Prompt >>
Print the records below exactly as they appear. Omit all pictures.

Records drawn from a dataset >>
○ ○ ○ ○
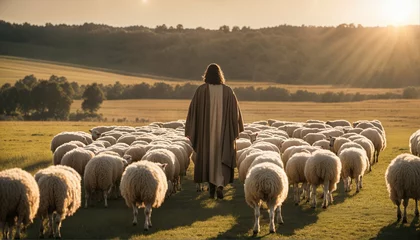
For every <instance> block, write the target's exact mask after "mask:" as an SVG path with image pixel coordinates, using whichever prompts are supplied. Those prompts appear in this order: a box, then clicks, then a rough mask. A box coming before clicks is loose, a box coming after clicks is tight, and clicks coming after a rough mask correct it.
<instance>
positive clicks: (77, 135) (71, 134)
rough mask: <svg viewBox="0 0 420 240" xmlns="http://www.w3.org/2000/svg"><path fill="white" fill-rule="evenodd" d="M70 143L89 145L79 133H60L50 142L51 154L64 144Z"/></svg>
mask: <svg viewBox="0 0 420 240" xmlns="http://www.w3.org/2000/svg"><path fill="white" fill-rule="evenodd" d="M71 141H79V142H81V143H83V144H86V145H87V144H89V143H91V142H88V138H86V136H84V135H83V134H81V133H78V132H61V133H59V134H57V135H55V136H54V137H53V139H52V140H51V152H53V153H54V152H55V150H56V149H57V148H58V147H59V146H61V145H63V144H64V143H68V142H71Z"/></svg>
○ ○ ○ ○
Output of the exercise >>
For every <instance> block, write the target's exact mask after "mask:" as an SVG path with image pixel coordinates, using whichever prompts are supplied. Those prompts appear in this order: a box, then clicks, then a rough mask. A box coming before clicks is loose, a box coming after clicks is tight, and clicks coming after a rough mask correct it.
<instance>
positive clicks: (77, 135) (71, 134)
rough mask: <svg viewBox="0 0 420 240" xmlns="http://www.w3.org/2000/svg"><path fill="white" fill-rule="evenodd" d="M70 143L89 145L79 133H60L50 142L51 154L64 144Z"/></svg>
mask: <svg viewBox="0 0 420 240" xmlns="http://www.w3.org/2000/svg"><path fill="white" fill-rule="evenodd" d="M71 141H79V142H81V143H83V144H86V145H87V144H89V143H91V142H88V138H86V136H84V135H83V134H81V133H78V132H61V133H59V134H57V135H55V136H54V137H53V139H52V140H51V152H53V153H54V152H55V150H56V149H57V148H58V147H59V146H61V145H63V144H64V143H68V142H71Z"/></svg>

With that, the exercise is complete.